Given exercise:
Pick out every line of the records that contains the word "road" and copy each one in full. Case counts.

Input records:
◇ ◇ ◇ ◇ ◇

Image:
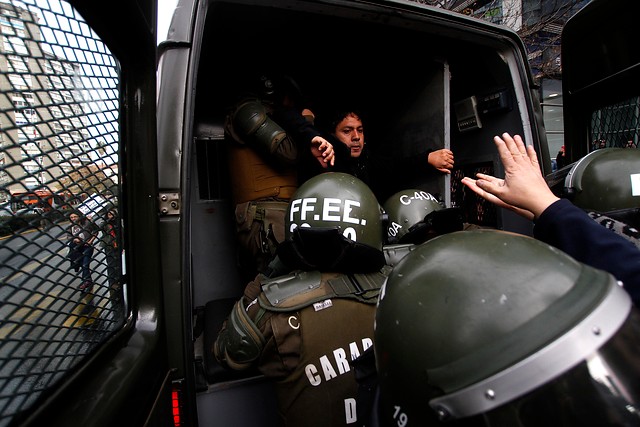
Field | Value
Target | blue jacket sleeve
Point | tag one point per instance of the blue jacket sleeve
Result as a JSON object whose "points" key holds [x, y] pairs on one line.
{"points": [[572, 230]]}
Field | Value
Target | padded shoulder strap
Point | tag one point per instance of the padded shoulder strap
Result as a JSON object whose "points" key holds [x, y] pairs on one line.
{"points": [[303, 288]]}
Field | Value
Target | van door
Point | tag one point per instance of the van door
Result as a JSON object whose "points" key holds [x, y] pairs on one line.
{"points": [[83, 324]]}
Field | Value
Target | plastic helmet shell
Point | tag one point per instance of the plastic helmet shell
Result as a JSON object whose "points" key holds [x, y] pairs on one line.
{"points": [[335, 199], [469, 305], [605, 180], [407, 208]]}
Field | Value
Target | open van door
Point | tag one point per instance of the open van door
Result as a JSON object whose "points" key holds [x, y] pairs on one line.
{"points": [[77, 95]]}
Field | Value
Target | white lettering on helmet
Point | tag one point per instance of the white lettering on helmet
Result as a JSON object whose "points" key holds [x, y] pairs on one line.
{"points": [[331, 205], [295, 207], [303, 209], [405, 199], [308, 205], [393, 229], [348, 207]]}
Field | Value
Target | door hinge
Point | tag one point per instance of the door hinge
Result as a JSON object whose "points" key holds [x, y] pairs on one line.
{"points": [[169, 203]]}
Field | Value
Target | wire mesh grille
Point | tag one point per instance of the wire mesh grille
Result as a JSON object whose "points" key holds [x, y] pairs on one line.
{"points": [[616, 125], [59, 144]]}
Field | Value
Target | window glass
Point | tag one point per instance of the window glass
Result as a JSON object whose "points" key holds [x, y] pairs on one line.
{"points": [[62, 294]]}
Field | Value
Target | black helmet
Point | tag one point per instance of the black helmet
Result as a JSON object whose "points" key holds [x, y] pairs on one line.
{"points": [[415, 216], [486, 327], [333, 222], [605, 180]]}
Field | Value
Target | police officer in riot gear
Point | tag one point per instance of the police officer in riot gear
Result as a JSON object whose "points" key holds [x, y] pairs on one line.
{"points": [[268, 133], [557, 221], [606, 184], [491, 328], [415, 216], [303, 329]]}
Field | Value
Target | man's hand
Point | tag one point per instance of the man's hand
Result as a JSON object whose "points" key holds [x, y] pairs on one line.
{"points": [[322, 150], [441, 160], [523, 188]]}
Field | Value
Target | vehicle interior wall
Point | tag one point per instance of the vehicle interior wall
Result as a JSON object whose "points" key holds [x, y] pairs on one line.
{"points": [[390, 72], [406, 81]]}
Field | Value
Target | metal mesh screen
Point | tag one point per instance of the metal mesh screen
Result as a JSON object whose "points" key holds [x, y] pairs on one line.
{"points": [[59, 145], [616, 125]]}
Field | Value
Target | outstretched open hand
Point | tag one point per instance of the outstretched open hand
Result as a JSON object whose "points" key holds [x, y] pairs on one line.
{"points": [[523, 190]]}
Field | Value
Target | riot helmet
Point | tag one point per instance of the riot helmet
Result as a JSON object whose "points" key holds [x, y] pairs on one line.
{"points": [[415, 216], [492, 328], [333, 223], [605, 180]]}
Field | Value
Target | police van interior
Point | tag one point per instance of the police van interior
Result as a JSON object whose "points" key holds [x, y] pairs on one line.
{"points": [[425, 78]]}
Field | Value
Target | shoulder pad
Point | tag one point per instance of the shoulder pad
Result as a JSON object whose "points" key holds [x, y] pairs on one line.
{"points": [[303, 288], [292, 288]]}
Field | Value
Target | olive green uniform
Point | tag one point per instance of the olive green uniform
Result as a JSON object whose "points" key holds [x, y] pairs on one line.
{"points": [[303, 330]]}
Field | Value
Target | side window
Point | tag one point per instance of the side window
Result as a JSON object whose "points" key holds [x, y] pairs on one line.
{"points": [[62, 293]]}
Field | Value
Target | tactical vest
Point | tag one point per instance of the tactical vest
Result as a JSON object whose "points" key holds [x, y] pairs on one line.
{"points": [[303, 330], [252, 178]]}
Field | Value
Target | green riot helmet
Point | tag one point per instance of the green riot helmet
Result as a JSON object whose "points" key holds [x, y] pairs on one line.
{"points": [[415, 216], [491, 328], [253, 125], [333, 223], [605, 180]]}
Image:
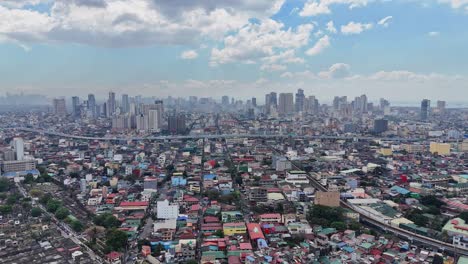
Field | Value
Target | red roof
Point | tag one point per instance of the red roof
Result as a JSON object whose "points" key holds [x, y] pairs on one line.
{"points": [[255, 232], [136, 203]]}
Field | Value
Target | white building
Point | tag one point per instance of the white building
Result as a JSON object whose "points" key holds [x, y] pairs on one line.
{"points": [[165, 210]]}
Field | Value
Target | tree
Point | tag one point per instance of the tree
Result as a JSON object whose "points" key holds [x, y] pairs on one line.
{"points": [[340, 226], [36, 212], [4, 184], [62, 213], [106, 220], [76, 225], [53, 205], [5, 209], [116, 239]]}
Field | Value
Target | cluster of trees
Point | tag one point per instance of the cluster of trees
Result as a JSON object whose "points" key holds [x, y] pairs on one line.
{"points": [[116, 240], [330, 217]]}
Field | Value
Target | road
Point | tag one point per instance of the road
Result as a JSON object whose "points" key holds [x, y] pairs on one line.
{"points": [[366, 217], [64, 228], [215, 136]]}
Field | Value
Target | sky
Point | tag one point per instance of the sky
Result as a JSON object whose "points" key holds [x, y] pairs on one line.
{"points": [[402, 50]]}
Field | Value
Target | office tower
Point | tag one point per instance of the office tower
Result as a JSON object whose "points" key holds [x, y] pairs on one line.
{"points": [[111, 105], [300, 100], [92, 105], [18, 147], [125, 104], [286, 103], [425, 108], [76, 111], [153, 120], [380, 125], [60, 107], [177, 124], [225, 100], [441, 106], [254, 102]]}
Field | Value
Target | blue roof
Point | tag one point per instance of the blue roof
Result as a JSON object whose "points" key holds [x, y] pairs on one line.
{"points": [[400, 190]]}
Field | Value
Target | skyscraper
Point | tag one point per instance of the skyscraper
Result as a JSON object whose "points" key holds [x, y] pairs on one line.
{"points": [[300, 100], [111, 106], [125, 104], [286, 103], [18, 146], [425, 108], [60, 107], [225, 100], [92, 105], [76, 106]]}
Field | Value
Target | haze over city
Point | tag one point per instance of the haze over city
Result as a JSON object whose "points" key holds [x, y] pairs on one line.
{"points": [[239, 48]]}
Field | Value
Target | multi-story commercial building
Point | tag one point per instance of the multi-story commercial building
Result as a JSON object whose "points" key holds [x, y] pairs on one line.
{"points": [[331, 199]]}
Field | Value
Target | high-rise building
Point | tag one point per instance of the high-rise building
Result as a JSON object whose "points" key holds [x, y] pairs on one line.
{"points": [[286, 103], [92, 105], [225, 100], [18, 147], [125, 104], [111, 105], [76, 110], [300, 100], [176, 123], [380, 125], [425, 108], [60, 108], [441, 106]]}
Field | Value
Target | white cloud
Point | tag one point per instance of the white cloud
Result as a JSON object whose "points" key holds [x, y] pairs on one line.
{"points": [[260, 40], [355, 28], [319, 46], [385, 21], [336, 71], [456, 3], [319, 7], [331, 27], [189, 55], [123, 23], [273, 67]]}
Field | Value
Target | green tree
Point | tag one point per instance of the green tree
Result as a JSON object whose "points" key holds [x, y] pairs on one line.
{"points": [[76, 225], [116, 239], [53, 205], [36, 212], [340, 226], [4, 184], [62, 213], [106, 220], [6, 209]]}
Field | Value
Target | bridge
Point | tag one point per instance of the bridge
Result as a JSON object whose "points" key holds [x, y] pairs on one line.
{"points": [[214, 136], [367, 217]]}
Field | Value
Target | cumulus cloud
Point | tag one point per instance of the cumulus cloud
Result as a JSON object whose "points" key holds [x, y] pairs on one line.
{"points": [[385, 21], [355, 28], [336, 71], [123, 23], [319, 46], [319, 7], [189, 55], [331, 27], [260, 40]]}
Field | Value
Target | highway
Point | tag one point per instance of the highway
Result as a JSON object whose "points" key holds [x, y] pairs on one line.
{"points": [[365, 216], [213, 136]]}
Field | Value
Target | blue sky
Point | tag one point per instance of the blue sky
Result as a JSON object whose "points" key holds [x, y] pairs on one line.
{"points": [[401, 50]]}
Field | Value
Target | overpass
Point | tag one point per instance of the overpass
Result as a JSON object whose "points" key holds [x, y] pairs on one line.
{"points": [[367, 217], [214, 136]]}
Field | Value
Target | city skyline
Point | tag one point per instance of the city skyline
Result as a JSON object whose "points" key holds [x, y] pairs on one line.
{"points": [[326, 48]]}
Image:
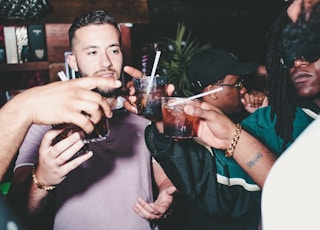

◇ ◇ ◇ ◇ ◇

The reply:
Target | road
Point | tag one point per instance of the road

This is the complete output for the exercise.